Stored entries
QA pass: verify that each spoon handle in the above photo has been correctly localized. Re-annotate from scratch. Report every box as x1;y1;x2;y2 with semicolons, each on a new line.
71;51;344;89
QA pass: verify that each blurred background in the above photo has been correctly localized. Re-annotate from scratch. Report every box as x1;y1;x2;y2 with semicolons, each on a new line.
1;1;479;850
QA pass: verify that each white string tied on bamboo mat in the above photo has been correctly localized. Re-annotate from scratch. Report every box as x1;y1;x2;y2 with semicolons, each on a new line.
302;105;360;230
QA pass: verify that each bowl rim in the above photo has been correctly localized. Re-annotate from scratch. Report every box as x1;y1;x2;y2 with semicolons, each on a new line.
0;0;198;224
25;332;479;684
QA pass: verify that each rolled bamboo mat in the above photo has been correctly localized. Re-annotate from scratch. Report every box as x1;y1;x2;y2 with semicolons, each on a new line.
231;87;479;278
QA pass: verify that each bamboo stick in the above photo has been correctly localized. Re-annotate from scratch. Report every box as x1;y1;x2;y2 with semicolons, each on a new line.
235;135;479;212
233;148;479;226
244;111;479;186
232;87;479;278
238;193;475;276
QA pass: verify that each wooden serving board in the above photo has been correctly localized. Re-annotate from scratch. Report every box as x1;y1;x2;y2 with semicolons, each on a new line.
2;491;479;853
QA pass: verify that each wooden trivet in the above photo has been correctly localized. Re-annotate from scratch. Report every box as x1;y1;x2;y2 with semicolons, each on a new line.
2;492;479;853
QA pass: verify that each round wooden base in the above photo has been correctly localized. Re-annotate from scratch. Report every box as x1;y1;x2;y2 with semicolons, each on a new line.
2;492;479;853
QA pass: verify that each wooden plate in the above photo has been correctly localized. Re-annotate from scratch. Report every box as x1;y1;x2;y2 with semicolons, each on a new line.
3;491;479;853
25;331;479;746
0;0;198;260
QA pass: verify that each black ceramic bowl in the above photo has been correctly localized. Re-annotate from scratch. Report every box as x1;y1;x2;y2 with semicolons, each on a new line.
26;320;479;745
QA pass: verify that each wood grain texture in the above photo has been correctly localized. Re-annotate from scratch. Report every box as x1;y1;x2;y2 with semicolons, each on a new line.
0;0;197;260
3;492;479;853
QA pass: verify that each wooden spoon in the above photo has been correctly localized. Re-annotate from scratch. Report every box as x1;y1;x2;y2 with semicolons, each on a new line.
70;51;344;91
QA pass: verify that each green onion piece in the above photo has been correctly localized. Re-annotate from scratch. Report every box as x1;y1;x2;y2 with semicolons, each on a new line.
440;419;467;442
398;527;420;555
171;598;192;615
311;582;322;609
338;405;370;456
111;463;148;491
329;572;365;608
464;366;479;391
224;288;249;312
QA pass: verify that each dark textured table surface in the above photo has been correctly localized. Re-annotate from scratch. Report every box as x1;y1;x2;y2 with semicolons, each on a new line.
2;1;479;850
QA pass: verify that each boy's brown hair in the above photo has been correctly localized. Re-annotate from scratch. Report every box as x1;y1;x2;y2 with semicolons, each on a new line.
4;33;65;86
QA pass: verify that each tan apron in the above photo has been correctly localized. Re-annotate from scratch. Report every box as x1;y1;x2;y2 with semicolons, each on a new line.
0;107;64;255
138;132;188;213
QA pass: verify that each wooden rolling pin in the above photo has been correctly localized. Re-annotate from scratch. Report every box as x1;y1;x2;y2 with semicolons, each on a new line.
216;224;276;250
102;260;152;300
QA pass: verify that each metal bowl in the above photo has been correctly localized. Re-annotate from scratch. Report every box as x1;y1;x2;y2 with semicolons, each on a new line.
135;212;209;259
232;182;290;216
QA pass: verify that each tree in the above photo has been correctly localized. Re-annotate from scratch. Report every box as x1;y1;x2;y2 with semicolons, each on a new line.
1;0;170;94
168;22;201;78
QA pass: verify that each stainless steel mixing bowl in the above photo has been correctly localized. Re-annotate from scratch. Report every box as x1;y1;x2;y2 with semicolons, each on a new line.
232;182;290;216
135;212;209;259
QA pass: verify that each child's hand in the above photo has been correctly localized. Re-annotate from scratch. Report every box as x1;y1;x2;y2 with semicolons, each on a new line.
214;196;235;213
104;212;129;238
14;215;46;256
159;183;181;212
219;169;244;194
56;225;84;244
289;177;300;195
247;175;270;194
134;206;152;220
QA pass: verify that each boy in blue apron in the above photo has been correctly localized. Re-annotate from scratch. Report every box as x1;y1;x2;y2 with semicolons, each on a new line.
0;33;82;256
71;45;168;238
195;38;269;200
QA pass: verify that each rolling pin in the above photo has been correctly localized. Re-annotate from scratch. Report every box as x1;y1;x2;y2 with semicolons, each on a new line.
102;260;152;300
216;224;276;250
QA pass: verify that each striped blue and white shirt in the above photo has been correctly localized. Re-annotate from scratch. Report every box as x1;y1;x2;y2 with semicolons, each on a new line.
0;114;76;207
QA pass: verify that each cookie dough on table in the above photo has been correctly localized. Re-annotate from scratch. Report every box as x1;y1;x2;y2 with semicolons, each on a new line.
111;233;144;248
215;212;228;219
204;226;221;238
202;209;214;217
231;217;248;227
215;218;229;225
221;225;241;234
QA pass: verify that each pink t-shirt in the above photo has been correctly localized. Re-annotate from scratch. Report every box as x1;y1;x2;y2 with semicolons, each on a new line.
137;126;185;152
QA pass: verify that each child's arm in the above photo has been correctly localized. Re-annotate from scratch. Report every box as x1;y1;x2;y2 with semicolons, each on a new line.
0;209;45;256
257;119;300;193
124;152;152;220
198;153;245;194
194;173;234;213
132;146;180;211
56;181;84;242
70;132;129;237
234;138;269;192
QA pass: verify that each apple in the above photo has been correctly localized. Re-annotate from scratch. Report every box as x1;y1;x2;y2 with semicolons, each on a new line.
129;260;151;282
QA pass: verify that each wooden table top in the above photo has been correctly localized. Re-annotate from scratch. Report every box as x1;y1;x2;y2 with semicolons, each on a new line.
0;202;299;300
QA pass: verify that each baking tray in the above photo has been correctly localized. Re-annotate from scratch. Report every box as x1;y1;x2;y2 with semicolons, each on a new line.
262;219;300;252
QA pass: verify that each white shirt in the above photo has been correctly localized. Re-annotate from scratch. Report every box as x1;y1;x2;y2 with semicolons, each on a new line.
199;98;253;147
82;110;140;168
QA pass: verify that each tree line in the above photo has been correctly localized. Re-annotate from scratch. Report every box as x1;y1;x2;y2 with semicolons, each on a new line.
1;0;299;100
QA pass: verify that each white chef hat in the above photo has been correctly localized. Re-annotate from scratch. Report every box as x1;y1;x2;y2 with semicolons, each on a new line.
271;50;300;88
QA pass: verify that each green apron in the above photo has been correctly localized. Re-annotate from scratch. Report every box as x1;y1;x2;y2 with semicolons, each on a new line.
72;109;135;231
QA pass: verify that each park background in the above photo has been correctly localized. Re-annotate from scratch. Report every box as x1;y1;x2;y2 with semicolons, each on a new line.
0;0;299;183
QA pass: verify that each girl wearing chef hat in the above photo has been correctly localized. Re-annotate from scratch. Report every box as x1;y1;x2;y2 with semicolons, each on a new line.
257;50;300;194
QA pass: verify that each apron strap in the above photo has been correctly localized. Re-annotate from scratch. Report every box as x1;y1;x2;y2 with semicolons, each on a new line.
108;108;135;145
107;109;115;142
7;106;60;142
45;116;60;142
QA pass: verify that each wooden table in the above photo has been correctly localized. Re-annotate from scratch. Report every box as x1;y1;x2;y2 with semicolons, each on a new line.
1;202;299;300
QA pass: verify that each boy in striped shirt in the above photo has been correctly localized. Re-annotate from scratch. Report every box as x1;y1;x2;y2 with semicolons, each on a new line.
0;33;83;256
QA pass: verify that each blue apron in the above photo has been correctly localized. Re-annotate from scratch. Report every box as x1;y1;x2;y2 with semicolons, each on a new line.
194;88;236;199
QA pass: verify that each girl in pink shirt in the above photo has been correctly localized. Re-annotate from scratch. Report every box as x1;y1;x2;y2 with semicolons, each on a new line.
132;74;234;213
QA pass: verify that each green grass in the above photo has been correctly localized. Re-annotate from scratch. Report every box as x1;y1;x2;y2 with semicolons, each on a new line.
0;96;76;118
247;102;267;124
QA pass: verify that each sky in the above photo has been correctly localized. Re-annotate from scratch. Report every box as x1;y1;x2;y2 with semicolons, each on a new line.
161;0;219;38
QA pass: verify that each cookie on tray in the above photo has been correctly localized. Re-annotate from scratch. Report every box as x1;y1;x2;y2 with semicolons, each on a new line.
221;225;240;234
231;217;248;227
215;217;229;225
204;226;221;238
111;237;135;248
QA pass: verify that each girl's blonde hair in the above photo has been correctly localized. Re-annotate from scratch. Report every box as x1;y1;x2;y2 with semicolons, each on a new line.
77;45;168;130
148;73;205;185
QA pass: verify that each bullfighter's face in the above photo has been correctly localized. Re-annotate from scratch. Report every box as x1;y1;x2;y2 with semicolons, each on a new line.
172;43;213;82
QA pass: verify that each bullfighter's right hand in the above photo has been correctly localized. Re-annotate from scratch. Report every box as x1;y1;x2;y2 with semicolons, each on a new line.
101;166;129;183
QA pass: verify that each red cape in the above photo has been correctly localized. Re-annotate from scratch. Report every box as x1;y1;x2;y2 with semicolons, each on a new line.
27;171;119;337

Your objective: Having found the line with "QA pass: verify that each bullfighter's right", transcribe it and each line after it to the end of the entries, with no other lines.

Problem solution:
QA pass: verify that each bullfighter's right hand in the above photo has been correctly localized. Re-annotate from scratch. Report every box as x1;y1;x2;y2 with semicolons, each on a new line.
101;166;129;183
QA pass: verify that each red cape in the above photo has been correctly localized. Re-annotate from scratch. Report every box as x1;y1;x2;y2 with semicolons, each on a new line.
27;171;119;337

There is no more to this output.